— Written request —
Quote the listing from its first line through the line containing "117 59 L 117", leaving out the pictures.

(Region annotation listing)
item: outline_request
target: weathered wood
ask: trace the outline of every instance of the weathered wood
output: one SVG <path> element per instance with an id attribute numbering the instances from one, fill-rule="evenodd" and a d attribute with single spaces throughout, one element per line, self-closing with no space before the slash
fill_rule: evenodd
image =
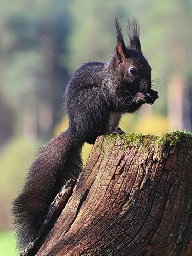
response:
<path id="1" fill-rule="evenodd" d="M 192 135 L 101 136 L 36 255 L 192 255 Z"/>

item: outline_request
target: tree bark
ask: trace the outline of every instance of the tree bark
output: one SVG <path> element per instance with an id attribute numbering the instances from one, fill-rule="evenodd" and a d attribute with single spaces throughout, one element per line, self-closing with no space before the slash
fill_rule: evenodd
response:
<path id="1" fill-rule="evenodd" d="M 98 137 L 36 255 L 192 255 L 191 152 L 186 132 Z"/>

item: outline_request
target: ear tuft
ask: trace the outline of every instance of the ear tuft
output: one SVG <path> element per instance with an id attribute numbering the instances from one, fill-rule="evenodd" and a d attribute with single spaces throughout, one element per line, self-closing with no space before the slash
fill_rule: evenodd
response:
<path id="1" fill-rule="evenodd" d="M 128 37 L 129 48 L 141 52 L 141 46 L 139 39 L 140 28 L 137 18 L 128 20 Z"/>
<path id="2" fill-rule="evenodd" d="M 117 59 L 117 65 L 121 67 L 124 62 L 126 55 L 125 45 L 124 42 L 121 26 L 117 18 L 115 18 L 115 27 L 117 32 L 117 44 L 115 48 L 115 53 Z"/>

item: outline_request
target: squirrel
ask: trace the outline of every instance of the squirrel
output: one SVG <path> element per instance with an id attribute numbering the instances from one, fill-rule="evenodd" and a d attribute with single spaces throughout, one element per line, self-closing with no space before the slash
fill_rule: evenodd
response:
<path id="1" fill-rule="evenodd" d="M 29 168 L 12 212 L 18 247 L 24 249 L 39 232 L 49 206 L 70 179 L 82 169 L 81 151 L 101 135 L 124 133 L 118 125 L 124 113 L 153 104 L 158 92 L 151 89 L 151 68 L 144 57 L 136 18 L 128 21 L 129 42 L 116 18 L 117 44 L 106 63 L 91 62 L 72 75 L 65 91 L 69 127 L 51 139 Z"/>

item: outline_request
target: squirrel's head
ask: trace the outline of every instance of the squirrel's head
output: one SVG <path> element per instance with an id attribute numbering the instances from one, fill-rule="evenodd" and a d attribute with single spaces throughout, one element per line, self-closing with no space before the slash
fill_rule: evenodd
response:
<path id="1" fill-rule="evenodd" d="M 139 27 L 137 18 L 128 22 L 129 44 L 124 42 L 121 26 L 116 18 L 117 45 L 114 65 L 125 92 L 147 93 L 151 89 L 151 68 L 144 57 L 139 39 Z"/>

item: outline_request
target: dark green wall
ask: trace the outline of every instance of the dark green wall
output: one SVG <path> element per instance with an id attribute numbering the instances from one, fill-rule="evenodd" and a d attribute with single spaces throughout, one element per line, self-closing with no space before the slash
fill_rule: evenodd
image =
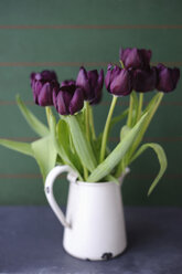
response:
<path id="1" fill-rule="evenodd" d="M 15 105 L 19 93 L 44 120 L 44 108 L 34 106 L 29 83 L 32 71 L 55 70 L 60 81 L 76 77 L 79 65 L 106 71 L 118 61 L 120 46 L 147 48 L 152 62 L 182 66 L 182 1 L 178 0 L 1 0 L 0 1 L 0 137 L 32 140 Z M 146 140 L 161 144 L 169 167 L 151 197 L 146 193 L 158 172 L 158 161 L 147 151 L 131 166 L 124 183 L 126 204 L 182 205 L 182 82 L 168 94 Z M 148 95 L 147 99 L 151 94 Z M 110 96 L 95 108 L 100 129 Z M 126 107 L 119 102 L 116 113 Z M 122 104 L 121 104 L 122 103 Z M 121 104 L 121 105 L 120 105 Z M 99 117 L 99 119 L 98 119 Z M 113 133 L 116 144 L 118 129 Z M 64 203 L 67 183 L 56 183 Z M 33 159 L 0 147 L 0 203 L 43 204 L 43 185 Z"/>

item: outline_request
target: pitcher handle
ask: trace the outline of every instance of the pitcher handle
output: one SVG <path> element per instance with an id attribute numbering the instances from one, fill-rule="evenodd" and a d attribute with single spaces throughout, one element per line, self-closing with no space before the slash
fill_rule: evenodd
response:
<path id="1" fill-rule="evenodd" d="M 58 207 L 58 204 L 54 198 L 54 193 L 53 193 L 54 181 L 57 178 L 57 176 L 63 173 L 63 172 L 68 172 L 71 175 L 73 175 L 71 177 L 74 178 L 75 180 L 77 178 L 77 173 L 71 167 L 56 166 L 50 171 L 50 173 L 46 177 L 44 191 L 45 191 L 46 199 L 47 199 L 52 210 L 54 211 L 55 215 L 57 217 L 58 221 L 63 224 L 63 226 L 71 228 L 69 223 L 67 223 L 67 221 L 66 221 L 66 218 L 65 218 L 63 211 Z"/>

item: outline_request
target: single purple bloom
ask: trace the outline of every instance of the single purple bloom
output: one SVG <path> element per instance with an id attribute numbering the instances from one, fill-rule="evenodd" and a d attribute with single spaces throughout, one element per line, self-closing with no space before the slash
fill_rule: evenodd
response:
<path id="1" fill-rule="evenodd" d="M 157 85 L 157 68 L 133 70 L 132 84 L 136 92 L 146 93 L 153 91 Z"/>
<path id="2" fill-rule="evenodd" d="M 175 89 L 178 81 L 180 78 L 180 70 L 174 67 L 170 68 L 164 66 L 163 64 L 157 65 L 158 72 L 158 83 L 157 89 L 169 93 Z"/>
<path id="3" fill-rule="evenodd" d="M 150 64 L 152 52 L 150 50 L 127 48 L 120 49 L 119 57 L 124 63 L 125 68 L 146 68 Z"/>
<path id="4" fill-rule="evenodd" d="M 74 115 L 84 106 L 84 91 L 76 86 L 75 81 L 64 81 L 58 94 L 53 93 L 53 102 L 61 115 Z"/>
<path id="5" fill-rule="evenodd" d="M 100 102 L 103 84 L 103 70 L 98 74 L 97 70 L 87 72 L 83 66 L 79 68 L 76 86 L 79 86 L 84 91 L 85 99 L 89 101 L 90 104 L 98 104 Z"/>
<path id="6" fill-rule="evenodd" d="M 111 68 L 111 65 L 108 65 L 105 84 L 109 93 L 126 96 L 132 92 L 131 71 L 117 65 Z"/>
<path id="7" fill-rule="evenodd" d="M 57 94 L 60 84 L 55 72 L 43 71 L 41 73 L 31 74 L 31 87 L 36 105 L 52 106 L 53 92 Z"/>

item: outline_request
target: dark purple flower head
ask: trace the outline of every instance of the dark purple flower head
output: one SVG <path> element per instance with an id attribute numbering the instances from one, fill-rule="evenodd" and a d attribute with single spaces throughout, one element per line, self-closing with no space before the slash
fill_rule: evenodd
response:
<path id="1" fill-rule="evenodd" d="M 176 87 L 178 81 L 180 78 L 180 70 L 176 67 L 170 68 L 163 64 L 158 64 L 157 72 L 157 89 L 164 93 L 172 92 Z"/>
<path id="2" fill-rule="evenodd" d="M 119 57 L 124 63 L 125 68 L 146 68 L 149 66 L 152 52 L 144 49 L 120 49 Z"/>
<path id="3" fill-rule="evenodd" d="M 101 91 L 104 84 L 104 71 L 100 70 L 98 74 L 97 70 L 86 71 L 85 67 L 81 67 L 77 78 L 76 86 L 79 86 L 84 91 L 86 101 L 90 104 L 97 104 L 101 99 Z"/>
<path id="4" fill-rule="evenodd" d="M 136 92 L 146 93 L 153 91 L 157 85 L 157 68 L 151 67 L 149 70 L 133 70 L 132 84 Z"/>
<path id="5" fill-rule="evenodd" d="M 132 91 L 131 71 L 109 64 L 105 77 L 106 88 L 116 96 L 126 96 Z"/>
<path id="6" fill-rule="evenodd" d="M 55 72 L 43 71 L 31 74 L 31 87 L 35 104 L 51 106 L 53 105 L 53 92 L 57 94 L 60 84 Z"/>
<path id="7" fill-rule="evenodd" d="M 64 81 L 58 94 L 53 93 L 54 106 L 61 115 L 73 115 L 84 106 L 84 91 L 76 86 L 75 81 Z"/>

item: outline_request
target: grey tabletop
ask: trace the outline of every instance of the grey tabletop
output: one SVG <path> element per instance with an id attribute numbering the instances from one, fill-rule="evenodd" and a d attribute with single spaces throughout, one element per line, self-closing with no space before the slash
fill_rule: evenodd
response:
<path id="1" fill-rule="evenodd" d="M 66 254 L 49 207 L 0 207 L 0 273 L 182 274 L 182 209 L 126 208 L 128 247 L 110 261 Z"/>

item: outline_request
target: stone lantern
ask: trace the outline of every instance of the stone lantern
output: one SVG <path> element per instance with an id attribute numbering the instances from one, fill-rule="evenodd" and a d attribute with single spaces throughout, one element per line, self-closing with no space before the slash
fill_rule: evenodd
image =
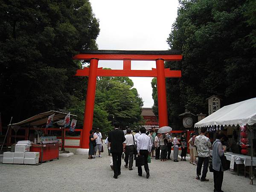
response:
<path id="1" fill-rule="evenodd" d="M 193 118 L 196 116 L 190 111 L 188 111 L 188 110 L 186 109 L 185 110 L 185 113 L 179 115 L 179 116 L 183 118 L 184 127 L 186 128 L 189 128 L 192 127 L 194 123 Z"/>

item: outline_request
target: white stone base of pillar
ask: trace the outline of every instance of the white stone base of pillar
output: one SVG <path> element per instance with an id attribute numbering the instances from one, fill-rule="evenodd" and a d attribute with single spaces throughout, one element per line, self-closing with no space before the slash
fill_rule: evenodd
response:
<path id="1" fill-rule="evenodd" d="M 88 148 L 78 148 L 76 149 L 76 154 L 79 155 L 87 155 L 89 154 L 89 149 Z"/>

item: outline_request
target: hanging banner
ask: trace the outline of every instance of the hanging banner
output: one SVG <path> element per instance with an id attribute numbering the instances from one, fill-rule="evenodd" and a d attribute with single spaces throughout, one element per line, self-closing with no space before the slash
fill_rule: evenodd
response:
<path id="1" fill-rule="evenodd" d="M 54 116 L 55 113 L 53 115 L 49 116 L 48 119 L 47 120 L 47 122 L 46 123 L 46 126 L 45 127 L 48 128 L 48 127 L 51 127 L 52 126 L 52 123 L 53 122 L 53 117 Z"/>
<path id="2" fill-rule="evenodd" d="M 76 120 L 74 119 L 72 119 L 71 123 L 70 124 L 70 131 L 75 131 L 75 128 L 76 127 L 77 121 Z"/>
<path id="3" fill-rule="evenodd" d="M 230 170 L 231 171 L 234 171 L 234 164 L 235 164 L 235 155 L 231 155 L 230 159 Z"/>
<path id="4" fill-rule="evenodd" d="M 65 117 L 65 120 L 64 120 L 64 122 L 65 122 L 65 124 L 64 124 L 64 127 L 66 128 L 69 125 L 70 123 L 70 113 L 69 113 L 67 116 Z"/>

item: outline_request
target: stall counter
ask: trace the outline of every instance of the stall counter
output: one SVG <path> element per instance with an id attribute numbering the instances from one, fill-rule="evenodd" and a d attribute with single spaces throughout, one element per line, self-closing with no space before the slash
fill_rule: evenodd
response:
<path id="1" fill-rule="evenodd" d="M 58 159 L 59 147 L 61 143 L 49 144 L 32 144 L 30 151 L 39 152 L 39 162 L 42 163 L 54 159 Z"/>

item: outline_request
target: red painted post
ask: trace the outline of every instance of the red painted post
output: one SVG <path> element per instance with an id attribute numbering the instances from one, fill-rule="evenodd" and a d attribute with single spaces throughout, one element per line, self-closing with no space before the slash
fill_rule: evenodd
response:
<path id="1" fill-rule="evenodd" d="M 168 125 L 164 61 L 162 59 L 156 60 L 159 127 Z"/>
<path id="2" fill-rule="evenodd" d="M 98 61 L 99 60 L 96 58 L 92 58 L 90 61 L 88 86 L 87 87 L 84 116 L 82 142 L 81 143 L 81 148 L 89 148 L 90 131 L 93 127 Z"/>

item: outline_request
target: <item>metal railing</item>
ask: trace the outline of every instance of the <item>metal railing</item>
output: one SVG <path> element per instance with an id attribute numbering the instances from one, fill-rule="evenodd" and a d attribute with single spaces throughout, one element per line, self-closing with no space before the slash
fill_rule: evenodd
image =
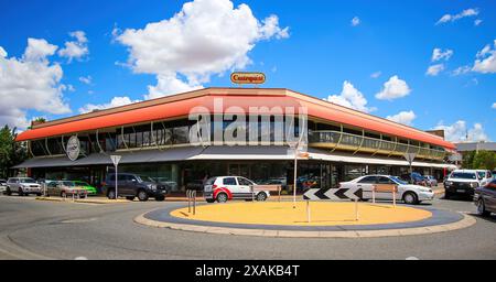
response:
<path id="1" fill-rule="evenodd" d="M 351 134 L 339 131 L 311 131 L 309 132 L 309 145 L 316 148 L 341 149 L 355 152 L 370 152 L 387 155 L 417 153 L 417 158 L 430 160 L 442 160 L 446 154 L 446 152 L 442 150 Z"/>

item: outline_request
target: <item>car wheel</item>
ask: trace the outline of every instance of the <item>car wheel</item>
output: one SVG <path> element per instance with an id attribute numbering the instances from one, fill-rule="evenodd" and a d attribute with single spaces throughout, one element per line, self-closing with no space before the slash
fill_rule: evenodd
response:
<path id="1" fill-rule="evenodd" d="M 490 212 L 486 210 L 486 205 L 484 204 L 484 199 L 477 200 L 477 215 L 479 216 L 489 216 Z"/>
<path id="2" fill-rule="evenodd" d="M 107 197 L 108 197 L 109 199 L 116 199 L 116 191 L 110 189 L 110 191 L 107 193 Z"/>
<path id="3" fill-rule="evenodd" d="M 140 189 L 138 192 L 138 199 L 140 202 L 147 202 L 148 200 L 148 194 L 147 194 L 147 192 L 144 189 Z"/>
<path id="4" fill-rule="evenodd" d="M 217 202 L 218 203 L 226 203 L 227 202 L 227 194 L 226 193 L 217 194 Z"/>
<path id="5" fill-rule="evenodd" d="M 267 194 L 265 192 L 260 192 L 257 194 L 258 202 L 265 202 L 267 199 Z"/>
<path id="6" fill-rule="evenodd" d="M 419 199 L 417 197 L 417 194 L 412 192 L 407 192 L 403 195 L 403 202 L 408 205 L 417 205 L 419 203 Z"/>
<path id="7" fill-rule="evenodd" d="M 444 199 L 450 199 L 451 198 L 451 193 L 450 192 L 444 192 Z"/>

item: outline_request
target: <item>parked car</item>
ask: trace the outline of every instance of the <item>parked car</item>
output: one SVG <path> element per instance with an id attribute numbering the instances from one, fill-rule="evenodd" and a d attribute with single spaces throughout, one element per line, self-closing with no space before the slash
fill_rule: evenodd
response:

— Output of the task —
item: outline_request
target: weathered wood
ask: trace the outline of every instance of the weathered wood
output: one SVG <path> element per instance with an id attribute numbering the instances from one, fill-rule="evenodd" and a d attribute with single spaces throughout, one element per line, self-closing with no space before the slash
fill_rule: evenodd
image =
response:
<path id="1" fill-rule="evenodd" d="M 192 135 L 101 136 L 36 255 L 192 255 Z"/>

item: outline_request
target: tree bark
ask: trace the outline of every instance of the tree bark
output: one SVG <path> element per instance with an id attribute numbering the instances from one, fill-rule="evenodd" and a d attribute with single spaces throughout, one element per line, self-closing with no space before the slash
fill_rule: evenodd
response:
<path id="1" fill-rule="evenodd" d="M 98 137 L 36 255 L 192 255 L 191 152 L 186 132 Z"/>

item: outline_request
target: ear tuft
ask: trace the outline of every instance of the ear tuft
output: one SVG <path> element per instance with an id attribute numbering the instances from one, fill-rule="evenodd" and a d attribute with single spaces throughout, one element per line, self-closing with no space before the slash
fill_rule: evenodd
response:
<path id="1" fill-rule="evenodd" d="M 128 37 L 129 48 L 141 52 L 141 46 L 139 39 L 140 28 L 137 18 L 128 20 Z"/>
<path id="2" fill-rule="evenodd" d="M 117 59 L 117 65 L 121 67 L 124 62 L 126 55 L 125 45 L 124 42 L 121 26 L 117 18 L 115 18 L 115 27 L 117 32 L 117 44 L 115 48 L 115 53 Z"/>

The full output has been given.